TV series review: Downton Abbey: Series 1 (2010), written by Julian Fellowes
This is very much overdue, but never the less, good things come to those who wait, as they say.
Beginning in 1912 Yorkshire, we meet the grand estate of Downton Abbey, where the Earl of Grantham Robert Crawley (Hugh Bonneville) and his family get the tragic news of the sinking of the RMS Titanic. On it was the man next in line to inherit Downton. He was also set to marry the oldest Crawley daughter (neither of his three daughters are legally allowed to inherit the title and estate), and now, the future of the family and their ancestral home is uncertain.
A distant relative is found – young Matthew Crawley (Dan Stevens), a lowly solicitor in Manchester. He finds the whole idea of becoming Earl very alien to him, but he does take a shine to the oldest daughter Mary (Michelle Dockery) …
Downton Abbey is set both above and below stairs. Above is the Crawley family, with the Earl, the Countess (Elizabeth McGovern), daughters Mary, Edith (Laura Carmichael) and Sybil (Jessica Brown Findlay); there’s the Dowager Countess (Maggie Smith), who doesn’t get along with Matthew’s mother (Penelope Wilton).
------------------------------------------------
REQUIRED TASKS:
A) According to the Downton Abbey review, in which city does Matthew Crawley work as a solicitor?
B) Copy the passage from the Downton Abbey review word for word, starting with "TV series review: Downton" and going on through "home is uncertain.".
The data after this point comes from a separate source.

DATA:
------------------------------------------------
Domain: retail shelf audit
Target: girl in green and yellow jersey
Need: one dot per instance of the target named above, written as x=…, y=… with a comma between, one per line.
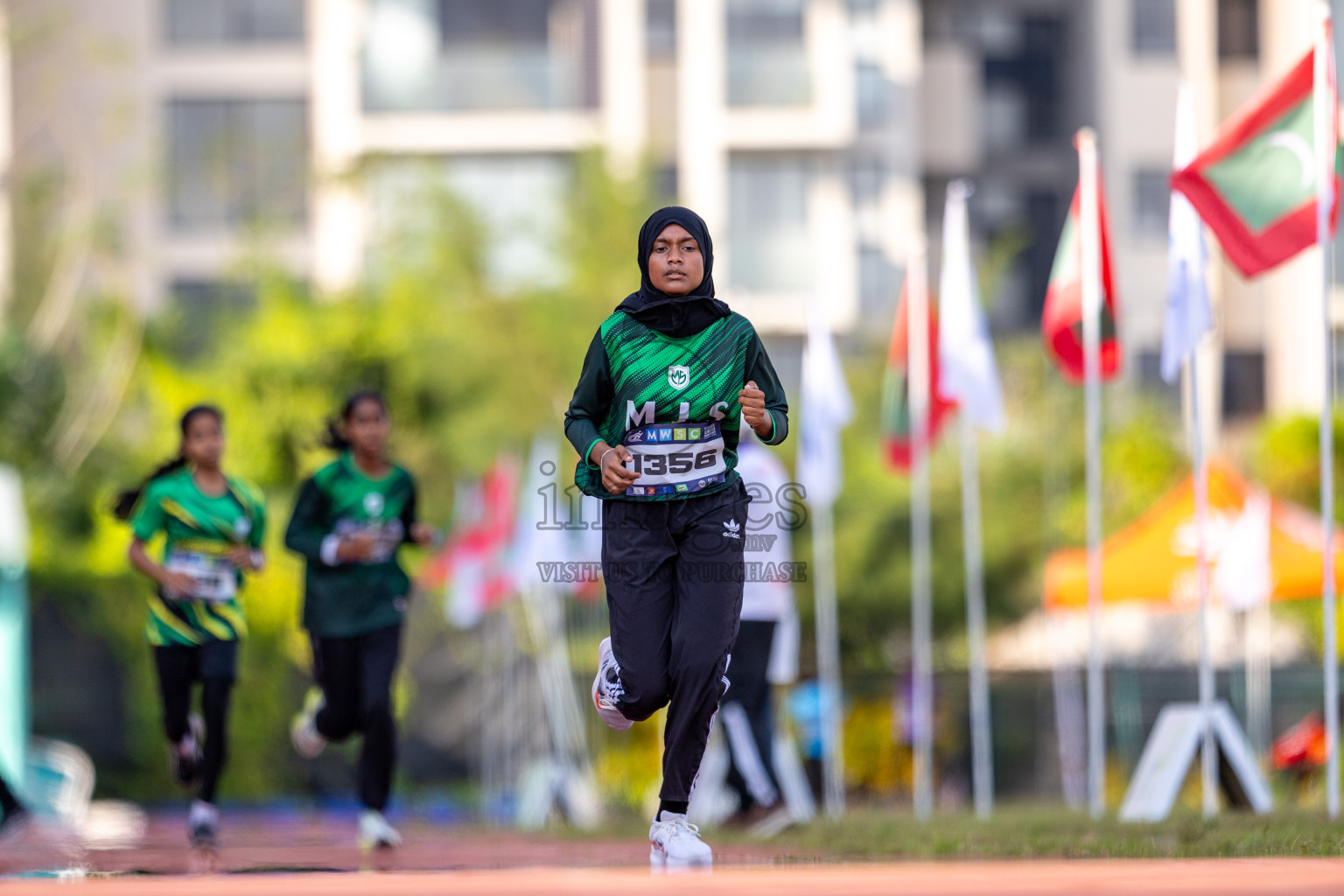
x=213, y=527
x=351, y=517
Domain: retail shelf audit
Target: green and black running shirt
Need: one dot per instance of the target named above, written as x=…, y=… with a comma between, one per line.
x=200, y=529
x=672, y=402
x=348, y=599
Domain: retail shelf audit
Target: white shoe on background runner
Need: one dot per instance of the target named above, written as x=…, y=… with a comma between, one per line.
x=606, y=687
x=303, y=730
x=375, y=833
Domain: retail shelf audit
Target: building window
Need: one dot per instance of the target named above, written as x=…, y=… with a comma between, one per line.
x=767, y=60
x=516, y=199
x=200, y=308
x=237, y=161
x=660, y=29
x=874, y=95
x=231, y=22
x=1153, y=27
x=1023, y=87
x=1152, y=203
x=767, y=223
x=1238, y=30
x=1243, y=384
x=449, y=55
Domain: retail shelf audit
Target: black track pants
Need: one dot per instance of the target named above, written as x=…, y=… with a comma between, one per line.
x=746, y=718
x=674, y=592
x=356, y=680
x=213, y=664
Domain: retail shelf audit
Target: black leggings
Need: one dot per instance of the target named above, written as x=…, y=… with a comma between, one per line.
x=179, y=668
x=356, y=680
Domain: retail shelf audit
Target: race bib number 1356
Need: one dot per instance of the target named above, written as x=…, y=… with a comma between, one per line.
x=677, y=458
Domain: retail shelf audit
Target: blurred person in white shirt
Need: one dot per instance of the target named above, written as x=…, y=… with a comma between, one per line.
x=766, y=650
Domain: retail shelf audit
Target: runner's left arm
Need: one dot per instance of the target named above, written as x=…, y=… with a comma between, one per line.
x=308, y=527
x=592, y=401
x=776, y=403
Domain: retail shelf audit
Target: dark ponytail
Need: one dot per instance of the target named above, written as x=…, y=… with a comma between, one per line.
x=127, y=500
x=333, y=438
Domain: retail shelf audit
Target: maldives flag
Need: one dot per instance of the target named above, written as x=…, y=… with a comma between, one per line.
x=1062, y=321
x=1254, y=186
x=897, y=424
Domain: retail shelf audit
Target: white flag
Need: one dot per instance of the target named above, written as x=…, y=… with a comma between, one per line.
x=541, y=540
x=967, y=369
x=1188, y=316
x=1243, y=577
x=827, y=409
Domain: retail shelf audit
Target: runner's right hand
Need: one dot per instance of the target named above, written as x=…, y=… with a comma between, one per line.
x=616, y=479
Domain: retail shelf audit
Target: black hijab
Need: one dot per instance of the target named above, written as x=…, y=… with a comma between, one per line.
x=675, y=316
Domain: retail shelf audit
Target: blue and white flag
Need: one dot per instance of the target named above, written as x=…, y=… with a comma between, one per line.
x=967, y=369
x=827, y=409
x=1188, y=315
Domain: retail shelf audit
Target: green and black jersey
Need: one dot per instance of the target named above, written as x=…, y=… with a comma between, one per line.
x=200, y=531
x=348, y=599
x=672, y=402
------------------------------------------------
SOLVED TASKS:
A) Manchester

B)
TV series review: Downton Abbey: Series 1 (2010), written by Julian Fellowes
This is very much overdue, but never the less, good things come to those who wait, as they say.
Beginning in 1912 Yorkshire, we meet the grand estate of Downton Abbey, where the Earl of Grantham Robert Crawley (Hugh Bonneville) and his family get the tragic news of the sinking of the RMS Titanic. On it was the man next in line to inherit Downton. He was also set to marry the oldest Crawley daughter (neither of his three daughters are legally allowed to inherit the title and estate), and now, the future of the family and their ancestral home is uncertain.